* [Task description] Which usernames appear as posters in the forum thread on where to hunt coyotes? Give each one once.

* [Text provided]
>>>

# Where to hunt Coyotes?



## MallardFlew

im new to coyote hunting, only been once, just wanted to know if anyone would be willing to point me in a good direction as far as where to go.:mrgreen:


----------



## lunkerhunter2

West is good. If that don't work north is second best.


----------



## Loke

On the outskirts of Draper. Especially around South Mountain Golf Course. Pomeranians work really well for bait.


----------



## wyoming2utah

Bullfrog....they are everywhere!


----------



## MallardFlew

I was hoping for something a little more specific.... but thanks for the replies


----------



## Bax*

I am no pro but the one thing I have learned is to go where you dont expect them if you are hunting in a fairly busy area like the West Desert. 

Seems like they pop up in really random places in my experience.


----------



## Bax*

Oh and take a hike. Dont just park and walk 100 yards to make a stand. Take a good walk away from the truck.


----------



## Bax*

There is a predator hunting seminar in Midvale tonight at Sportsmans Warehouse that you may find beneficial if you can make it. I think it is from 6:00-8:00PM


----------



## cornerfinder

East is also a great choice


----------



## Kwalk3

Coyotes are literally anywhere you could think of. I've seen them from the treestand to the duck blind, just this year. Had 3 within bow range in 1 night, but couldn't knock an arrow in time. Traditional wisdom says go out to the west desert. However, all of the mountains hold lots of dogs and they don't get hunted and called nearly as often as the West Desert coyotes. My two cents. If you are looking for true specifics, I do not think you will find them here. Most guys that hunt coyotes a lot have their spots that they've figured out with a lot of time and money and don't want to overcrowd them. Sorry I can't be more help.


----------



## longbow

You and a buddy should go out into the west desert one night and stop every so often and howl. Once you get a howl, stop howling and move on. Mark the spots on a map/gps where you heard the howls and come back in the daylight. Your approach and your setup is very, very important. I've called in coyotes to the cadence of Yankee Doodle Dandy through my call just to prove a point. Don't worry about being a perfect caller,(just yet).

<<<

* [Material provided]
>>>

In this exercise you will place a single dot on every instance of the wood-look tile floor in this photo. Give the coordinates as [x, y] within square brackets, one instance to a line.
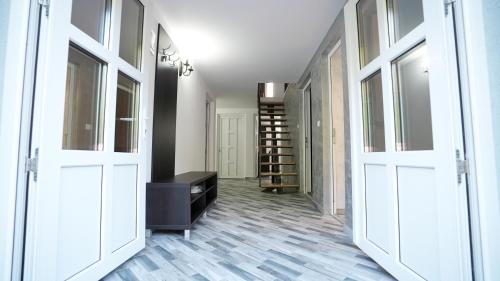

<<<

* [Answer to the exercise] MallardFlew, lunkerhunter2, Loke, wyoming2utah, Bax*, cornerfinder, Kwalk3, longbow